▸ Material for this exercise:
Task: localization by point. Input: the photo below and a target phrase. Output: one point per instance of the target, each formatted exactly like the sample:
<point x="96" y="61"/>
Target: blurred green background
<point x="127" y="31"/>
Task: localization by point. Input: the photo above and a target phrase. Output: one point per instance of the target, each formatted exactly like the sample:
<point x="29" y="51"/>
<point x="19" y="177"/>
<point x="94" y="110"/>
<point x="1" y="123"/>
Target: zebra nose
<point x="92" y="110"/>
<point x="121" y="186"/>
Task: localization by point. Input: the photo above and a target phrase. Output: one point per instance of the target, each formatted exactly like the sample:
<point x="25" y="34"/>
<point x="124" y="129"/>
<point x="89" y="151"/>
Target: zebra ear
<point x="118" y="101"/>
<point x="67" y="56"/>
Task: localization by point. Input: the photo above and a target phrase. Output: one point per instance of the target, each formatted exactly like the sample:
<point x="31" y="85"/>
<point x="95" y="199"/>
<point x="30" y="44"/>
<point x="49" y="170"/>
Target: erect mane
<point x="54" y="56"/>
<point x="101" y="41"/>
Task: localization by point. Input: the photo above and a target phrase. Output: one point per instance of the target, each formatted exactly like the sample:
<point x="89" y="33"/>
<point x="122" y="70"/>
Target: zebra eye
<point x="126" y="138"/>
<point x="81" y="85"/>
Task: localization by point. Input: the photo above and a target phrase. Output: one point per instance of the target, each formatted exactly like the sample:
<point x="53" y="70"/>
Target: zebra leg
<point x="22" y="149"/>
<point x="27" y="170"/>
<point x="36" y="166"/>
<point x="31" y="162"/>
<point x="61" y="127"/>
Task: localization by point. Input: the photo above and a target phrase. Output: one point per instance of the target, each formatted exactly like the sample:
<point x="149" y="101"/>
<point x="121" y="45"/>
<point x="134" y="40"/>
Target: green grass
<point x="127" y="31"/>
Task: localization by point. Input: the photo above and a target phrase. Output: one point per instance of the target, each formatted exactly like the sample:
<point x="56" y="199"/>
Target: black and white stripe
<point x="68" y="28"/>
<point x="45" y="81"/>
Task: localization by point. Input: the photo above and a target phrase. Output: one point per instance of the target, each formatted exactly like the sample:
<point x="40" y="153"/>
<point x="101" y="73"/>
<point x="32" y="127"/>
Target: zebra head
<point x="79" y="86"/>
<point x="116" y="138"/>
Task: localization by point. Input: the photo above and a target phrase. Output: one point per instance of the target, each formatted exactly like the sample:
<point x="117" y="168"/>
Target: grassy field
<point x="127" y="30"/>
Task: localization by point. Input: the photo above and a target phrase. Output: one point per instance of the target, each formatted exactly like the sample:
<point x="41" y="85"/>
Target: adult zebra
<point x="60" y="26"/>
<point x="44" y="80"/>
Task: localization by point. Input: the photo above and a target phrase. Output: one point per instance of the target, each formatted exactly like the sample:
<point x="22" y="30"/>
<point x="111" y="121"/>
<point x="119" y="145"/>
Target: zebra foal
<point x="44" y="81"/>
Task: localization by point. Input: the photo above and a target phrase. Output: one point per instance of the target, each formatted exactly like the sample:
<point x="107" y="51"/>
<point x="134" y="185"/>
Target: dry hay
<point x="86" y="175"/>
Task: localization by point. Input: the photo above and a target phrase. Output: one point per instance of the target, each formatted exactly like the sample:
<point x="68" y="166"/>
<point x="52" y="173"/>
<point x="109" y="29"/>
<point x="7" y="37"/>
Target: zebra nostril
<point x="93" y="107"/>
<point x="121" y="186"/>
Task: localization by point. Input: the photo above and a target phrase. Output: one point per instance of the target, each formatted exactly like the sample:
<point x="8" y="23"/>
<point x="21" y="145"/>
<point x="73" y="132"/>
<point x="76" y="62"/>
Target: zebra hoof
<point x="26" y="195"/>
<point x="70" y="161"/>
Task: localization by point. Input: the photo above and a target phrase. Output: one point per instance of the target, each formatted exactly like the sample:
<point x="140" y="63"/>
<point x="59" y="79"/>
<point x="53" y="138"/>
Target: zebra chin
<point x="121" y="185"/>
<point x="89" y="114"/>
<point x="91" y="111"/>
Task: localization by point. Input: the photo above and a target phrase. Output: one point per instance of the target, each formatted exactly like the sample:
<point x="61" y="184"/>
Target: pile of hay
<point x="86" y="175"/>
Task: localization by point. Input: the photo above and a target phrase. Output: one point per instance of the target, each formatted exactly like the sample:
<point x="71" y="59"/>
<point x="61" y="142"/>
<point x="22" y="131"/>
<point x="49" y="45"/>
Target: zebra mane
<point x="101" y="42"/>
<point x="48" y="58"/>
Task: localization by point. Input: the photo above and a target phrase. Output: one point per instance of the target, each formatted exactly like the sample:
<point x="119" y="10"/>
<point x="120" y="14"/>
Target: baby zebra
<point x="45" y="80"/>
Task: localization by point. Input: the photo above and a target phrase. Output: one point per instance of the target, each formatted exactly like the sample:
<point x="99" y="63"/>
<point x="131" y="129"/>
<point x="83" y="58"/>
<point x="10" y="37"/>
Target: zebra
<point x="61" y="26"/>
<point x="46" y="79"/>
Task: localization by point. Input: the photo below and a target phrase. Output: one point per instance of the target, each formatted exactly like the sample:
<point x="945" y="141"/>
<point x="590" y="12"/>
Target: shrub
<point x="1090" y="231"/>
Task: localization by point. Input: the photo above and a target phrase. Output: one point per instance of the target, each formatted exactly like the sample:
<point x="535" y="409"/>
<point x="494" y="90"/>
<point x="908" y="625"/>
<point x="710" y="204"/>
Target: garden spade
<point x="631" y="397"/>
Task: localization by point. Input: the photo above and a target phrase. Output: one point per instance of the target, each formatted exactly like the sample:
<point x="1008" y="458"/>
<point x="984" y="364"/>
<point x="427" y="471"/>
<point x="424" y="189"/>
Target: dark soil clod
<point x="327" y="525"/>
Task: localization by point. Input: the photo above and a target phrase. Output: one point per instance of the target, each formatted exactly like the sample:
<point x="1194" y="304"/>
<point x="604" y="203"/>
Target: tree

▸ Problem to solve: Please repeat the listing above in full and exactly.

▸ Expected output:
Task: localization by point. Input: the photo below and a target phrase. Output: one point per instance of the target, each formatted exactly like the sample:
<point x="96" y="61"/>
Target: blurred green background
<point x="127" y="31"/>
Task: localization by point. Input: the photo above and a target phrase. Output: one point per instance of the target, each formatted exactly like the sample:
<point x="29" y="51"/>
<point x="19" y="177"/>
<point x="94" y="110"/>
<point x="1" y="123"/>
Target: zebra nose
<point x="92" y="110"/>
<point x="121" y="186"/>
Task: localization by point. Input: the photo above and a target phrase. Output: one point per instance of the target, each formatted exactly like the sample:
<point x="25" y="34"/>
<point x="124" y="129"/>
<point x="89" y="151"/>
Target: zebra ear
<point x="118" y="101"/>
<point x="67" y="56"/>
Task: localization by point. Input: the photo above and a target phrase. Output: one point per instance of the target, each formatted exactly like the sample:
<point x="31" y="85"/>
<point x="95" y="199"/>
<point x="30" y="44"/>
<point x="49" y="170"/>
Target: erect mane
<point x="54" y="56"/>
<point x="101" y="41"/>
Task: localization by point. Input: the photo above and a target phrase. Output: one point per instance of the target, each formatted exactly like the sample:
<point x="89" y="33"/>
<point x="122" y="70"/>
Target: zebra eye
<point x="126" y="138"/>
<point x="81" y="85"/>
Task: localization by point. Input: the photo above and a target phrase. Output: one point per instance of the target, each formatted exactly like the sample:
<point x="53" y="70"/>
Target: zebra leg
<point x="22" y="149"/>
<point x="27" y="170"/>
<point x="36" y="166"/>
<point x="31" y="162"/>
<point x="61" y="127"/>
Task: localization by point. Input: the photo above and a target phrase. Output: one point per instance of the target, each formatted exactly like the sample:
<point x="149" y="101"/>
<point x="121" y="45"/>
<point x="134" y="40"/>
Target: green grass
<point x="127" y="31"/>
Task: localization by point. Input: the photo above and a target phrase. Output: one point per instance of the target, each formatted exactly like the sample:
<point x="56" y="199"/>
Target: black and white stripe
<point x="68" y="28"/>
<point x="45" y="81"/>
Task: localization by point. Input: the photo above and a target phrase. Output: one point per instance of the target, each formatted exactly like the sample:
<point x="40" y="153"/>
<point x="101" y="73"/>
<point x="32" y="127"/>
Target: zebra head
<point x="79" y="86"/>
<point x="116" y="138"/>
Task: localization by point. Input: the photo above and a target phrase. Output: one point per instance of the target, each formatted exactly like the sample:
<point x="117" y="168"/>
Target: grassy field
<point x="127" y="30"/>
Task: localization by point. Input: the photo above and a target phrase. Output: one point per instance of the target, each formatted exactly like the sample:
<point x="41" y="85"/>
Target: adult zebra
<point x="60" y="26"/>
<point x="44" y="80"/>
Task: localization by point. Input: the photo above and a target phrase. Output: one point per instance of the target, each formatted exactly like the sample:
<point x="22" y="30"/>
<point x="111" y="121"/>
<point x="119" y="145"/>
Target: zebra foal
<point x="44" y="81"/>
Task: localization by point. Input: the photo above and a target phrase. Output: one point per instance of the target, each formatted exactly like the sample:
<point x="107" y="51"/>
<point x="134" y="185"/>
Target: dry hay
<point x="86" y="175"/>
Task: localization by point. Input: the photo above and a target phrase. Output: one point per instance of the target, each formatted exactly like the sample:
<point x="68" y="166"/>
<point x="52" y="173"/>
<point x="109" y="29"/>
<point x="7" y="37"/>
Target: zebra nostril
<point x="93" y="107"/>
<point x="121" y="186"/>
Task: localization by point. Input: the photo above and a target phrase. Output: one point per instance of the target, each formatted exactly like the sample:
<point x="8" y="23"/>
<point x="21" y="145"/>
<point x="73" y="132"/>
<point x="76" y="62"/>
Target: zebra hoof
<point x="26" y="195"/>
<point x="70" y="161"/>
Task: localization by point. Input: the photo above and a target phrase. Output: one point per instance of the target, each formatted exactly like the sample:
<point x="140" y="63"/>
<point x="59" y="79"/>
<point x="53" y="138"/>
Target: zebra chin
<point x="121" y="185"/>
<point x="89" y="114"/>
<point x="91" y="111"/>
Task: localization by point. Input: the photo above and a target phrase. Output: one point per instance of the target, each formatted exactly like the sample:
<point x="61" y="184"/>
Target: pile of hay
<point x="86" y="175"/>
Task: localization by point. Input: the photo above and a target phrase. Output: one point per instance of the target, each formatted exactly like the sample:
<point x="71" y="59"/>
<point x="61" y="142"/>
<point x="22" y="131"/>
<point x="49" y="45"/>
Target: zebra mane
<point x="101" y="42"/>
<point x="48" y="58"/>
Task: localization by point. Input: the photo above and a target phrase. Output: one point per instance of the target, each formatted exactly like the sample:
<point x="119" y="10"/>
<point x="120" y="14"/>
Target: baby zebra
<point x="45" y="80"/>
Task: localization by point. Input: the photo above and a target phrase. Output: one point per instance of the target, each formatted exactly like the sample:
<point x="99" y="63"/>
<point x="131" y="129"/>
<point x="83" y="58"/>
<point x="10" y="37"/>
Target: zebra
<point x="61" y="26"/>
<point x="46" y="79"/>
Task: localization by point. Input: the photo below and a target phrase. Output: one point per instance of the target, each formatted exactly like the sample:
<point x="945" y="141"/>
<point x="590" y="12"/>
Target: shrub
<point x="1090" y="231"/>
Task: localization by point. Input: the photo above and a target phrase. Output: one point per instance of the target, each formatted exactly like the sample:
<point x="535" y="409"/>
<point x="494" y="90"/>
<point x="908" y="625"/>
<point x="710" y="204"/>
Target: garden spade
<point x="631" y="397"/>
Task: localization by point. Input: the photo above and a target phrase. Output: one point per instance of the target, each formatted exactly like the sample:
<point x="1008" y="458"/>
<point x="984" y="364"/>
<point x="427" y="471"/>
<point x="424" y="189"/>
Target: dark soil clod
<point x="327" y="525"/>
Task: localization by point. Input: the photo above and a target phrase. Output: one point per instance of the target, each formatted exactly like the sample:
<point x="1194" y="304"/>
<point x="604" y="203"/>
Target: tree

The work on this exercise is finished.